> _DIRECTIVES_
1. Translate this sentence from the post on sales tactics below into Spanish: "He was fully aware of that fact, but forgot it."
2. In the post on sales tactics below, at what time on Monday was the entrepreneur asking why the call hadn't been made?
____ EXCERPT TO READ
Would you buy your own product that way?Tweet
Everyone buys things… and everyone has opinions on where they like to buy, how they like to buy, and what makes them buy? Why then… do so many companies forget these experiences when they plan out their own sales strategy and pricing models?
When talking with entrepreneurs and their sales teams, an exercise that I like to go through is to have them think critically about their own product and its sales cycle. Then, I like to have them really think about how they buy similar products and what the experience has been for them. The results of the exercise are very often quite interesting, and revealing about why some fledgling products have trouble getting traction in sales. A great deal of it boils down to a particular view of what and how you should charge and feeling “justified” in charging something, or using a particular sales tactic, yet you need to know if you were on the other side of the table… how would you respond to these situations?
- The over-aggressive sales guy: I had a conversation with an entrepreneur recently who was directing his sales person to call and email, and call and email, and call and email these prospects until he got an answer from them. When the customer said, “call back on Monday.” on Monday at 9:30AM, he was questioning why the call hadn’t been made. Later that same day, he complained that a sales rep had been hounding him to make a decision, and was frustrated that this sales rep had no appreciation for the fact that buying his product wasn’t the most important thing on his list. Hmm… seems like a pretty evident disconnect. This entrepreneur’s revenue pressure was causing him to force the exact aggressive behavior that was irritating him by another company because he was under the pressure. Taking a small step backwards and looking at the situation critically, he should have recognized that aggressive sales tactics often don’t work. He was fully aware of that fact, but forgot it.
________
____ DATA ROWS
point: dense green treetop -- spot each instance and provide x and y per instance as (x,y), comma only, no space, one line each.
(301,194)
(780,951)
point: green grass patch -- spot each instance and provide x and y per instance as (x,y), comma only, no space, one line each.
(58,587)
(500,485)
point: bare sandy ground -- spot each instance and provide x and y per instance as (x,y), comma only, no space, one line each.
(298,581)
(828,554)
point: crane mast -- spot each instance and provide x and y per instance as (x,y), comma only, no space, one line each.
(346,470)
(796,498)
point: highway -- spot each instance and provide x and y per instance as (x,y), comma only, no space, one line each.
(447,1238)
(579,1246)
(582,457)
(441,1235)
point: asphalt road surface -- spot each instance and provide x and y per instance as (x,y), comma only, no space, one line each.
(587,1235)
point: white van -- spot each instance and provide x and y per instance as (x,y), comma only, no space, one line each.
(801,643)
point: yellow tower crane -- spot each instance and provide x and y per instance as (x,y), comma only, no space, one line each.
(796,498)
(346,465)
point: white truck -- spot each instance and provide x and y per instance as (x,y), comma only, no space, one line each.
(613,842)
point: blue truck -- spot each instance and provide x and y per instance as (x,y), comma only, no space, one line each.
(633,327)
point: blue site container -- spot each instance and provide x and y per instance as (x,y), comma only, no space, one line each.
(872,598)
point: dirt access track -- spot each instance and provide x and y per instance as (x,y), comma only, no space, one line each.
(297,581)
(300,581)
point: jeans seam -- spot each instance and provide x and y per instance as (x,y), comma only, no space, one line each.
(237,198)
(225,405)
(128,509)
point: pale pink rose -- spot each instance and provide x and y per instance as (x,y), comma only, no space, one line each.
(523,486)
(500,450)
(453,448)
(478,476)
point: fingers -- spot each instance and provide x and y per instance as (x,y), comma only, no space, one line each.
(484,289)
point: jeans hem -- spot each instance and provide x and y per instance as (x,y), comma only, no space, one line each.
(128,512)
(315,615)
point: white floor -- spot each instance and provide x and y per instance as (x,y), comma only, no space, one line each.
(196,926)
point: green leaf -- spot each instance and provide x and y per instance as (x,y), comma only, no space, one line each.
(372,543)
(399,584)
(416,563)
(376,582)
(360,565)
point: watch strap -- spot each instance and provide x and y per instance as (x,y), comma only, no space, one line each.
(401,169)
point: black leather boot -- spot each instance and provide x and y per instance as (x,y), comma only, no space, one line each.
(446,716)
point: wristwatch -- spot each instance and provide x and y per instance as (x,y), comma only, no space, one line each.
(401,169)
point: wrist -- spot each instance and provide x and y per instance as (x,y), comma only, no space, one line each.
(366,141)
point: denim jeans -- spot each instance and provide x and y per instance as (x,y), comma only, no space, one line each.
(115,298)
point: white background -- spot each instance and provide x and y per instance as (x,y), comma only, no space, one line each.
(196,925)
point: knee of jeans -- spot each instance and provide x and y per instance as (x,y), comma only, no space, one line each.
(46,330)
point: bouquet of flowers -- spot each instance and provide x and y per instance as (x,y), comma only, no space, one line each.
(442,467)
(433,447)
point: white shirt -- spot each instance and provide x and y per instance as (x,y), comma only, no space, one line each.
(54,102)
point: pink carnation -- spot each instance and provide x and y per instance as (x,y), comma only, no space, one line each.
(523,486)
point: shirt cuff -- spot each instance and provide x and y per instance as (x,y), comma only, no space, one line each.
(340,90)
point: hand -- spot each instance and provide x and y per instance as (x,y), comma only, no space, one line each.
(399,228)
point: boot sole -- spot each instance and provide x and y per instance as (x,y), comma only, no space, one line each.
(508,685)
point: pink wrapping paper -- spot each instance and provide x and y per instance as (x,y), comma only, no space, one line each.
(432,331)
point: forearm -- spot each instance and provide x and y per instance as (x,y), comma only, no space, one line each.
________
> _THE REPLIES_
1. Era plenamente consciente de ese hecho, pero lo olvidó.

2. At 9:30 AM.